Challenge = Rewrite the lines from the line with "tagged: skull x-ray" up to and including the line with "top-left (61, 112), bottom-right (182, 251)", swapping "Return" for "Provide" and leaving everything else as it is.

Coordinate annotation entries:
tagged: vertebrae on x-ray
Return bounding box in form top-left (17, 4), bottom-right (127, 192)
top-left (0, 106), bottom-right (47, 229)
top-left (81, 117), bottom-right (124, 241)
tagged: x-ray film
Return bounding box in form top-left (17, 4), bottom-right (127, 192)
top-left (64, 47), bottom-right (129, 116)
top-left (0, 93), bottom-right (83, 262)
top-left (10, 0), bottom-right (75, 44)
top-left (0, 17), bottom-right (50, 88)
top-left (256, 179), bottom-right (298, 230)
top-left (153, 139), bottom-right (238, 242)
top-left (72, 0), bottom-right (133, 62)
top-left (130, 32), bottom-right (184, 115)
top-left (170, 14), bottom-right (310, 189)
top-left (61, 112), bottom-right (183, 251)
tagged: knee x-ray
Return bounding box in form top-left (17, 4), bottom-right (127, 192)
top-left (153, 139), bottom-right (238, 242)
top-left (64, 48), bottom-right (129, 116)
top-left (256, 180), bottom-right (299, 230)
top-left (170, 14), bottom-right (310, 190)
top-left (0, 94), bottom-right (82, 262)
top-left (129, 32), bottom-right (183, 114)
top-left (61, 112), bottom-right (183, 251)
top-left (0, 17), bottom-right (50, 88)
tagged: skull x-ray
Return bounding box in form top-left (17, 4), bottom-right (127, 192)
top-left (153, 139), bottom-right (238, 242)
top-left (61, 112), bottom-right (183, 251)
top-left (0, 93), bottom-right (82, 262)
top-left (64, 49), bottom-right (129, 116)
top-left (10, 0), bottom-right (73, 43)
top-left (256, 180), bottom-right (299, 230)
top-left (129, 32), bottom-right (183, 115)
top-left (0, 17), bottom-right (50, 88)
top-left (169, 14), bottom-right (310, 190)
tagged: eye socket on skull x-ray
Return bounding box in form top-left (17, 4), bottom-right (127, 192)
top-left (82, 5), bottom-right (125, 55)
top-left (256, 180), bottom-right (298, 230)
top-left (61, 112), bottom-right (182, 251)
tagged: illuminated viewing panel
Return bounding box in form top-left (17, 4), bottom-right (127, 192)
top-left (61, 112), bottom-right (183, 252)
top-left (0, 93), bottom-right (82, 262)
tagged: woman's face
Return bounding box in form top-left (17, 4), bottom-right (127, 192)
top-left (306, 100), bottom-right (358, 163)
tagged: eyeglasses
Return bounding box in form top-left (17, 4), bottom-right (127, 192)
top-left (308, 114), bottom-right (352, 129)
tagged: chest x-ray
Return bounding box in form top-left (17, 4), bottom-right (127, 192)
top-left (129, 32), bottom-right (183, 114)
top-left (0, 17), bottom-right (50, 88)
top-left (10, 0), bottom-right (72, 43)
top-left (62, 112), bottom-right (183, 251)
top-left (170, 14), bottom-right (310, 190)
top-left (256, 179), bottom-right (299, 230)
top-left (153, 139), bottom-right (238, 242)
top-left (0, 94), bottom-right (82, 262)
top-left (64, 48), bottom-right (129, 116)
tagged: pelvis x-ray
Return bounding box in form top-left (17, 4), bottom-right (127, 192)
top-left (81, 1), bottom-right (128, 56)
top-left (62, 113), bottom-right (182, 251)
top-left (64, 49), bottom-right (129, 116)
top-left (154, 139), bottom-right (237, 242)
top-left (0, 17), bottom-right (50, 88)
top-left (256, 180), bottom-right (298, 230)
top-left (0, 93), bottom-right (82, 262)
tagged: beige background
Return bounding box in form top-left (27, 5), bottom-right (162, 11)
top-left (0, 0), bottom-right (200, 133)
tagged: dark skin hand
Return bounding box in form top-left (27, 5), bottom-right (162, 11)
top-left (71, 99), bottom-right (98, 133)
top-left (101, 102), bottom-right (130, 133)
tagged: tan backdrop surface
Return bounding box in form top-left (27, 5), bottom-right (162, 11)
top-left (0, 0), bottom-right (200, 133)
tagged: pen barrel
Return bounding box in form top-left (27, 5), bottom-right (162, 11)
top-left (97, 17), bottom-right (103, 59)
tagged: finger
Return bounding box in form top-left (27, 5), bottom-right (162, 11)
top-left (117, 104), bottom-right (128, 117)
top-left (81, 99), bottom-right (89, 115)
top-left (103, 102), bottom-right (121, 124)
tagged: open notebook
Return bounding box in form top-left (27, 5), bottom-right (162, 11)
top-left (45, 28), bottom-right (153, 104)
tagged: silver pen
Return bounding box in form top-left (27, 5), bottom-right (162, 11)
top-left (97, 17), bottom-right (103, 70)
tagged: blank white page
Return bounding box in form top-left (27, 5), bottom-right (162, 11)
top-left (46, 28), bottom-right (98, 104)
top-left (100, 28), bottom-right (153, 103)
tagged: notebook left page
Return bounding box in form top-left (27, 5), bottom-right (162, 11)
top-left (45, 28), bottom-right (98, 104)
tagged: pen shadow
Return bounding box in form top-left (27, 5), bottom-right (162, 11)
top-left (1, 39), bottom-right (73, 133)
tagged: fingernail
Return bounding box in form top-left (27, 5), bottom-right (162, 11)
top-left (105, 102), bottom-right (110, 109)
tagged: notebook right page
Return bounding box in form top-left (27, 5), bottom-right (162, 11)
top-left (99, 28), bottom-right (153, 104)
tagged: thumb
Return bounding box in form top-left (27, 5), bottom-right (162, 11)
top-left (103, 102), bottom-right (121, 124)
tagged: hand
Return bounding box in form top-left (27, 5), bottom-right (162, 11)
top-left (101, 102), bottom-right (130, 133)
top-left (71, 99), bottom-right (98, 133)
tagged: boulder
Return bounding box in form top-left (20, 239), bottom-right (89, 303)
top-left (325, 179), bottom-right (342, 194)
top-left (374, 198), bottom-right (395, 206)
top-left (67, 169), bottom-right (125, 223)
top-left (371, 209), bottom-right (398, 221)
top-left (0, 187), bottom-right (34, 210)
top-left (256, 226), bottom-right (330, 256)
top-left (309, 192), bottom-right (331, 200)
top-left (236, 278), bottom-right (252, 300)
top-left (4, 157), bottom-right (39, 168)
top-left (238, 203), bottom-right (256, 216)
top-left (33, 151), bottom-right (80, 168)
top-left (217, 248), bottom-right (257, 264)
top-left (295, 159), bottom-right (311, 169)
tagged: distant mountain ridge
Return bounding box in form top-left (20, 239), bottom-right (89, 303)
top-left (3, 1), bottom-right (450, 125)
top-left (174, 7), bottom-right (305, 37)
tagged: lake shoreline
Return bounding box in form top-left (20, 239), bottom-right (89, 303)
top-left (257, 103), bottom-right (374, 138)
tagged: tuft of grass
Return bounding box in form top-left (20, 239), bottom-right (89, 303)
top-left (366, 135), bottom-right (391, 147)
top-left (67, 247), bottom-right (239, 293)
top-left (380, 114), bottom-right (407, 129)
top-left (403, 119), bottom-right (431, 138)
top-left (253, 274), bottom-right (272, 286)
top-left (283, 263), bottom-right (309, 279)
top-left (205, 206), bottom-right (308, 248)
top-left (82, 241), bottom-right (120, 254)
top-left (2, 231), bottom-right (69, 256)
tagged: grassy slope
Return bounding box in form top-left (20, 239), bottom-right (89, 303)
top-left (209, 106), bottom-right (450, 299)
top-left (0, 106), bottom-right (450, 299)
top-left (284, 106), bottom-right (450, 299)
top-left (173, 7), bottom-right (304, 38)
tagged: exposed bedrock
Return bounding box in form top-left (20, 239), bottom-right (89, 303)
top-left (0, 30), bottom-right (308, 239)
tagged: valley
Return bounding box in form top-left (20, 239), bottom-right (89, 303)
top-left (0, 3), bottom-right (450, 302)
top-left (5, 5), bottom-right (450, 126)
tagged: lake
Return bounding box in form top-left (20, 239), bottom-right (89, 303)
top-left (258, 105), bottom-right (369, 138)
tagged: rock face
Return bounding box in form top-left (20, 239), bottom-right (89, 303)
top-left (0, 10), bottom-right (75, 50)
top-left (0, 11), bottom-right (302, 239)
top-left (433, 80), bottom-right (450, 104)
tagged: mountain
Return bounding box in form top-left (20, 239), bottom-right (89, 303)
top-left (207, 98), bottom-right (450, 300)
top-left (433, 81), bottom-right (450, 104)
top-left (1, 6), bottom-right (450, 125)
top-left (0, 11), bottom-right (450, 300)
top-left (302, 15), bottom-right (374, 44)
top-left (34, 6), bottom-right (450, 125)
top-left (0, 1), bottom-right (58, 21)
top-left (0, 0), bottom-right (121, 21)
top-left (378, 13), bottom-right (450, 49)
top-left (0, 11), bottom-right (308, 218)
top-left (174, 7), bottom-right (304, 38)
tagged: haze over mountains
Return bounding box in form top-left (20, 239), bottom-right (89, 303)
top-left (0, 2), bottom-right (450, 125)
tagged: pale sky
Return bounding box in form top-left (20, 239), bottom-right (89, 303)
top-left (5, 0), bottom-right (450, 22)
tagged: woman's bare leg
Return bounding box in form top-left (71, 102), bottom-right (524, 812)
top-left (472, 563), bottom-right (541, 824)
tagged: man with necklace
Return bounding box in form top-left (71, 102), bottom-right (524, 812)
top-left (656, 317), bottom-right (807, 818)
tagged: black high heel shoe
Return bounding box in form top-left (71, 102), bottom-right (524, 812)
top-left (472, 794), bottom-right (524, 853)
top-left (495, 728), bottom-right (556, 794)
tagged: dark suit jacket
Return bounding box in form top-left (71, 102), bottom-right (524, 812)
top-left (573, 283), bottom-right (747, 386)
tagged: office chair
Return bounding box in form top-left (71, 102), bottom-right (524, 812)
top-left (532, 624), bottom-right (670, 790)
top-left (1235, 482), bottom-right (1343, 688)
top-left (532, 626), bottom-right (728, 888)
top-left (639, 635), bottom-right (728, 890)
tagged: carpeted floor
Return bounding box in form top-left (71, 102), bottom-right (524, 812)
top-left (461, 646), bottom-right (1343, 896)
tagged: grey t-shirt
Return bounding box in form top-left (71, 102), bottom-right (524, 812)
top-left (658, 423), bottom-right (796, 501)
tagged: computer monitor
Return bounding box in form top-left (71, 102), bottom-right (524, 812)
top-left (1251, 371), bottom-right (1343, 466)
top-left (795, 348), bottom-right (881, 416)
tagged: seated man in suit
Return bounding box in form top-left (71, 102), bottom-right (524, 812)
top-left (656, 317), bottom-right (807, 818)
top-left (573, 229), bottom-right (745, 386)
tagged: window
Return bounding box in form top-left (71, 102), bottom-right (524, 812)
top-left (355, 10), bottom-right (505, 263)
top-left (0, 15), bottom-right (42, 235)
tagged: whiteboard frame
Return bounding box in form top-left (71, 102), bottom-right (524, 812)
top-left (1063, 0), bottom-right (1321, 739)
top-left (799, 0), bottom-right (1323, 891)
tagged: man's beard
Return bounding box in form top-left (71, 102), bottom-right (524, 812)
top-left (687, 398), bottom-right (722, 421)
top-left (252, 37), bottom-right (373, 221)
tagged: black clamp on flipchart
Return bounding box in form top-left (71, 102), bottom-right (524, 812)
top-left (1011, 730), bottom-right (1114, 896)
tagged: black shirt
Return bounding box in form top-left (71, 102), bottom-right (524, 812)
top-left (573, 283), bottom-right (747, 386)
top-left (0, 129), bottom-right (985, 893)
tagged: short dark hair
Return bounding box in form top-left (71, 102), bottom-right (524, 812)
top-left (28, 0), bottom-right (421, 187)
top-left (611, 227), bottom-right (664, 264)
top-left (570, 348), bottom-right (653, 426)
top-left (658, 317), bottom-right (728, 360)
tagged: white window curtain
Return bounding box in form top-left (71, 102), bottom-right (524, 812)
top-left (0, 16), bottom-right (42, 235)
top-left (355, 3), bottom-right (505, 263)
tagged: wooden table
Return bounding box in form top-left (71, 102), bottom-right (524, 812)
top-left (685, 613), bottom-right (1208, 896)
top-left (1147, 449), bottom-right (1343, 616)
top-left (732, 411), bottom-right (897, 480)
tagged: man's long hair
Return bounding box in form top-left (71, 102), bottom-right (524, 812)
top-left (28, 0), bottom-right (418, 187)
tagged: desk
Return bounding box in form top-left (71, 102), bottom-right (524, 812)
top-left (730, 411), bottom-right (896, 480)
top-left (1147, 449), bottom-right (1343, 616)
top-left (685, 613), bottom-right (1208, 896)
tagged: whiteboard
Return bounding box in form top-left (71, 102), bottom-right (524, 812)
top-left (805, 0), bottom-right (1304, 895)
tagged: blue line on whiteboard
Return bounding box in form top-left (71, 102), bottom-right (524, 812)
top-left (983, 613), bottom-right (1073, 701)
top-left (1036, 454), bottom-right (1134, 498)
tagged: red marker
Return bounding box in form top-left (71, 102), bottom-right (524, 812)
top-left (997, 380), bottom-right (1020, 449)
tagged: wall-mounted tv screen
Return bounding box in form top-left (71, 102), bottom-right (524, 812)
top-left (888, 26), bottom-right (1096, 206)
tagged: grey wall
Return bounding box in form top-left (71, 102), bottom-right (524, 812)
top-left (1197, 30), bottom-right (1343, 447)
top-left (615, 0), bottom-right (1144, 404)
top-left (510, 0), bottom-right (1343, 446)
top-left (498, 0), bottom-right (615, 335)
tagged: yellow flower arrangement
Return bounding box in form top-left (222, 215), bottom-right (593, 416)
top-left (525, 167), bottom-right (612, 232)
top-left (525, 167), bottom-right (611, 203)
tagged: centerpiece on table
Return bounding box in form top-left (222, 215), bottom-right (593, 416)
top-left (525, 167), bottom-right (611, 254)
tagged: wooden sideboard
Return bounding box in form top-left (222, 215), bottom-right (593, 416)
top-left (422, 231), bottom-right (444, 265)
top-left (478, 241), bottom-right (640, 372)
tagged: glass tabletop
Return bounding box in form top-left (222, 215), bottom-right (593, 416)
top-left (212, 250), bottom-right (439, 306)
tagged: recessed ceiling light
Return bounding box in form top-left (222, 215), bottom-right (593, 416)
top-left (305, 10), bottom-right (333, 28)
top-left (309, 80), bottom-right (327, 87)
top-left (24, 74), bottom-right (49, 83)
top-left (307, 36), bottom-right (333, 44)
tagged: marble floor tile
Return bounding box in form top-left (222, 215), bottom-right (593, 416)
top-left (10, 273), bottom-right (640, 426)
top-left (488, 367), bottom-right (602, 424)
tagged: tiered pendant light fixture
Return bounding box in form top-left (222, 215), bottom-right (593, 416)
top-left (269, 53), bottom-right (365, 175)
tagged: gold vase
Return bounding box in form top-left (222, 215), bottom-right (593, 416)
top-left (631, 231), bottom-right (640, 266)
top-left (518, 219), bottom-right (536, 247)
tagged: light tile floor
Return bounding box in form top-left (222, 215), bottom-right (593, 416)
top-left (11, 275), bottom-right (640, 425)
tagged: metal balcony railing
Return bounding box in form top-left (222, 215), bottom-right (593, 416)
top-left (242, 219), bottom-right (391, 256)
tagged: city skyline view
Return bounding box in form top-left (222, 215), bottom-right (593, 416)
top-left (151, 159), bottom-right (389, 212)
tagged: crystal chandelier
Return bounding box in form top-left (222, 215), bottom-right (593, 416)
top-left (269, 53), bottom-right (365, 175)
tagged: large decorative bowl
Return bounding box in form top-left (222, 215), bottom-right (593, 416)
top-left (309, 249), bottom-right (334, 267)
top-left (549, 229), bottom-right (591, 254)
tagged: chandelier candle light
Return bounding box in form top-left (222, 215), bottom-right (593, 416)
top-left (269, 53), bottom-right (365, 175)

Result below =
tagged: skull x-ray
Provide bounding box in form top-left (17, 4), bottom-right (127, 192)
top-left (153, 139), bottom-right (238, 242)
top-left (61, 112), bottom-right (183, 251)
top-left (0, 93), bottom-right (82, 262)
top-left (64, 49), bottom-right (129, 116)
top-left (10, 0), bottom-right (73, 43)
top-left (256, 180), bottom-right (299, 230)
top-left (129, 32), bottom-right (183, 115)
top-left (0, 17), bottom-right (50, 88)
top-left (169, 14), bottom-right (310, 190)
tagged: eye socket on skull x-ray
Provide bounding box in form top-left (17, 4), bottom-right (127, 192)
top-left (82, 5), bottom-right (125, 55)
top-left (256, 180), bottom-right (298, 230)
top-left (61, 112), bottom-right (182, 251)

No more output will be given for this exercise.